## Aim of the exercise:
Among the entries below, which lines include the string "book"? Show each one.

====== Information shown

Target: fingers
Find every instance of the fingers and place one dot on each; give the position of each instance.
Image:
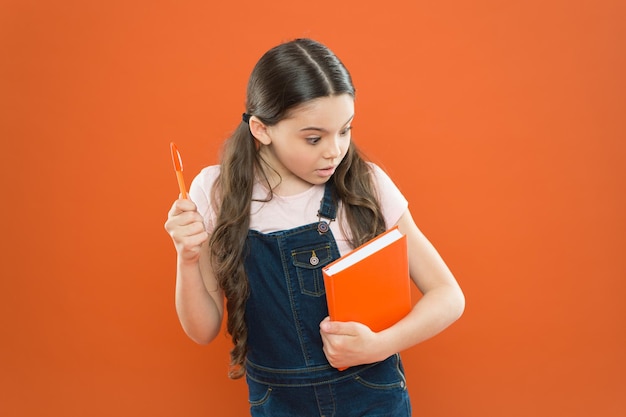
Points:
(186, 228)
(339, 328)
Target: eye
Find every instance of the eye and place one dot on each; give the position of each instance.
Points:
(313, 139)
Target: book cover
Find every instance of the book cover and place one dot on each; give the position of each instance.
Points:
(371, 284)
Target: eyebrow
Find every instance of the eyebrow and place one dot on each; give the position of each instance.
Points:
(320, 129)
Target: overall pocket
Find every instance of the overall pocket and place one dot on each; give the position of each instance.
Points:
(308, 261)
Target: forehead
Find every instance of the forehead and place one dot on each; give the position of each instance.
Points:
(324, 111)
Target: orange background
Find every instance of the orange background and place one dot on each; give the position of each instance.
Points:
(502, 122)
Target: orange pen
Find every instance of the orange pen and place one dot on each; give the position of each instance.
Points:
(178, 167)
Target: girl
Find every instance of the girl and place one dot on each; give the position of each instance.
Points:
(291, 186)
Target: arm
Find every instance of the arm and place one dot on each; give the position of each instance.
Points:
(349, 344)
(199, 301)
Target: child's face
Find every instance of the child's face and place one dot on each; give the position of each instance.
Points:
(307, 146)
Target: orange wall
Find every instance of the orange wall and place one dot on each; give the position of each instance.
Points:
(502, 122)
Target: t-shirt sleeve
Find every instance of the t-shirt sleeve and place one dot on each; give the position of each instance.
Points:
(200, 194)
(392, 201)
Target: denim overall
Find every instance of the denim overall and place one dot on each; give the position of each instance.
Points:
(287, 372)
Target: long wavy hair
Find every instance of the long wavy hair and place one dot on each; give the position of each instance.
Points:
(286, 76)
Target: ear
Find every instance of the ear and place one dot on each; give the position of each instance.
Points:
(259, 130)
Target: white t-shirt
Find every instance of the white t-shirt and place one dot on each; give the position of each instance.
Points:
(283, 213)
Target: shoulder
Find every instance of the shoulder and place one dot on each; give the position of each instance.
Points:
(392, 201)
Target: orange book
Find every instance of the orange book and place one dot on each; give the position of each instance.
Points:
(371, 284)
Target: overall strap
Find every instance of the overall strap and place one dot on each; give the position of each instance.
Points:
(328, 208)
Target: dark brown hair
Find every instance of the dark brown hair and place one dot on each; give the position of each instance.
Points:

============
====== Information shown

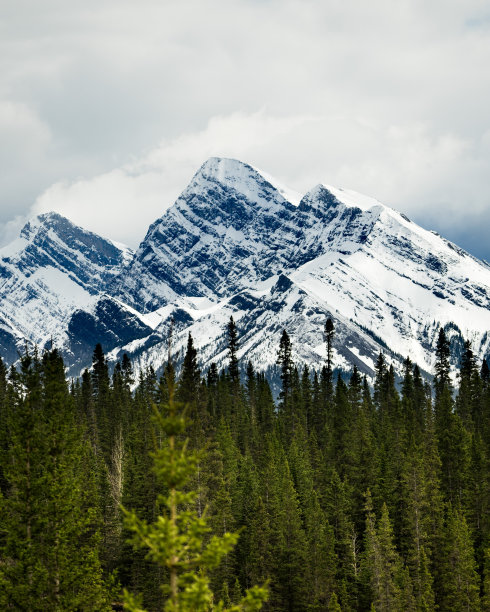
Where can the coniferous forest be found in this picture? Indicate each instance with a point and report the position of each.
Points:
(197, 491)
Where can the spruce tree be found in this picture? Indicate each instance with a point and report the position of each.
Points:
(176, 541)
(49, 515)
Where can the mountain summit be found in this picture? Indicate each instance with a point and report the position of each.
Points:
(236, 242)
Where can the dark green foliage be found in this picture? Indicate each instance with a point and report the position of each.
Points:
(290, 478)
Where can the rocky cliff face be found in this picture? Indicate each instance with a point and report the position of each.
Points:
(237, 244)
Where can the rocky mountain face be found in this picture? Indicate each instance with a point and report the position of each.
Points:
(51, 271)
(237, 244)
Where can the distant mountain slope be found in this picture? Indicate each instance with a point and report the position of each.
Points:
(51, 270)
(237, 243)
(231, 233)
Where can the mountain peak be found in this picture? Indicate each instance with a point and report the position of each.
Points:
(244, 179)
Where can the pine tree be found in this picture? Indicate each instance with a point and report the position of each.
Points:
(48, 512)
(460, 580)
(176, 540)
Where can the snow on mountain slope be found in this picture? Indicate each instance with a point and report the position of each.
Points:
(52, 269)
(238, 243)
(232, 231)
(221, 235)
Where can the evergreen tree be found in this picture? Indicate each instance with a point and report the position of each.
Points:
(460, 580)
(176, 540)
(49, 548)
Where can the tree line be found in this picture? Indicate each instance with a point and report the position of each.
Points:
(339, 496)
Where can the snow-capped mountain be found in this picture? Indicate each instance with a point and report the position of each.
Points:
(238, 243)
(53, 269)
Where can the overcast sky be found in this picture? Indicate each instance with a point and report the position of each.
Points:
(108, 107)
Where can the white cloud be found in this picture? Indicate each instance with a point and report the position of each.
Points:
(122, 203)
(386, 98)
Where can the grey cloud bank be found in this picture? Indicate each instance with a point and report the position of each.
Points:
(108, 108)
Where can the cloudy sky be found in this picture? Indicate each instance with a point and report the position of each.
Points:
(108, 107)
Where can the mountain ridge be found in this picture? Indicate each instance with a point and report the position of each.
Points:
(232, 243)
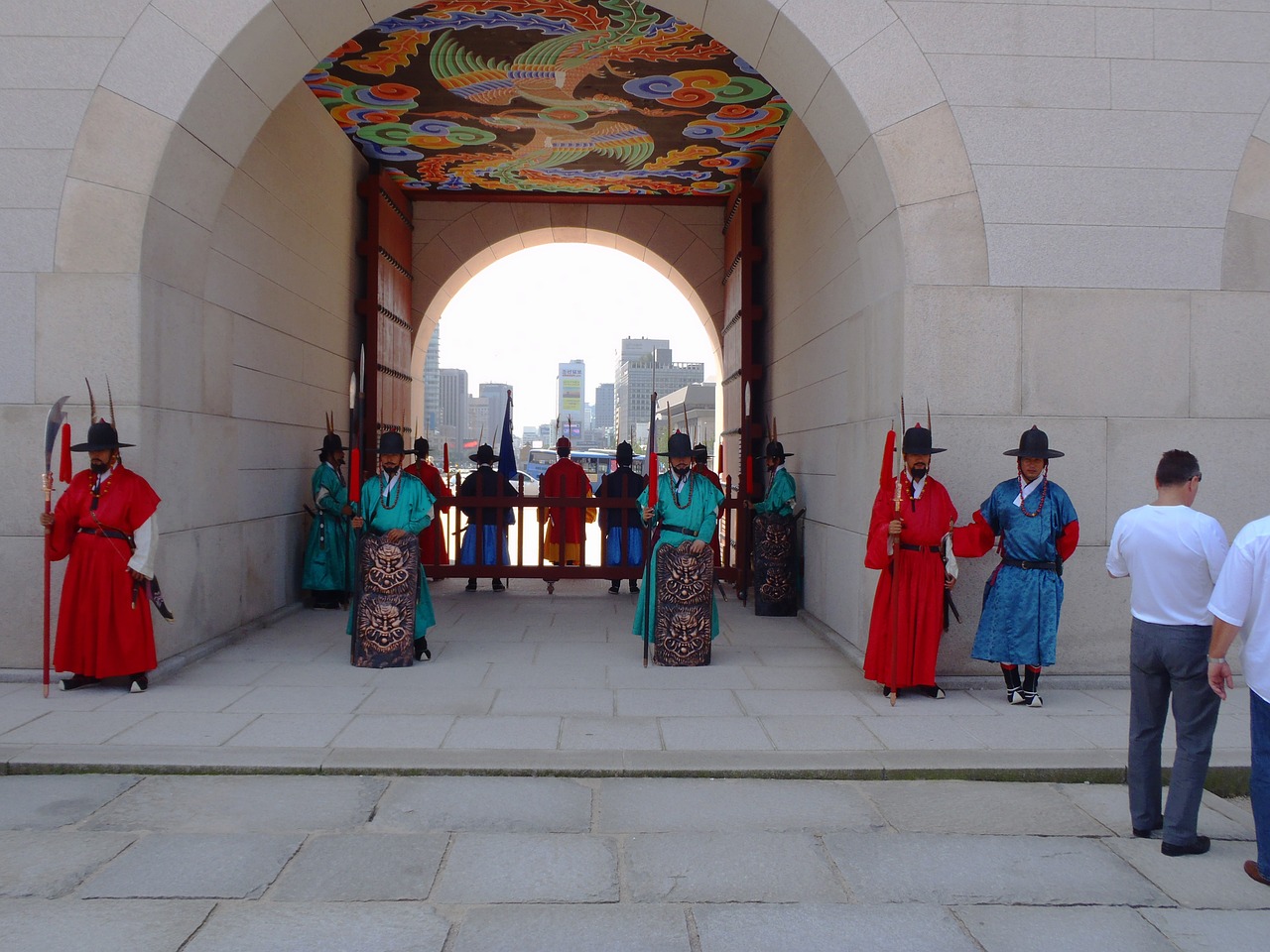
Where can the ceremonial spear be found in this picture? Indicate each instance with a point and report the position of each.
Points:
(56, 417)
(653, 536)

============

## Exercise response:
Target: book cover
Find every instance of the book cover and place one dot on each; give the position of each instance.
Target: orange book
Find every instance of the orange book and place one dot on each; give the position of each instance.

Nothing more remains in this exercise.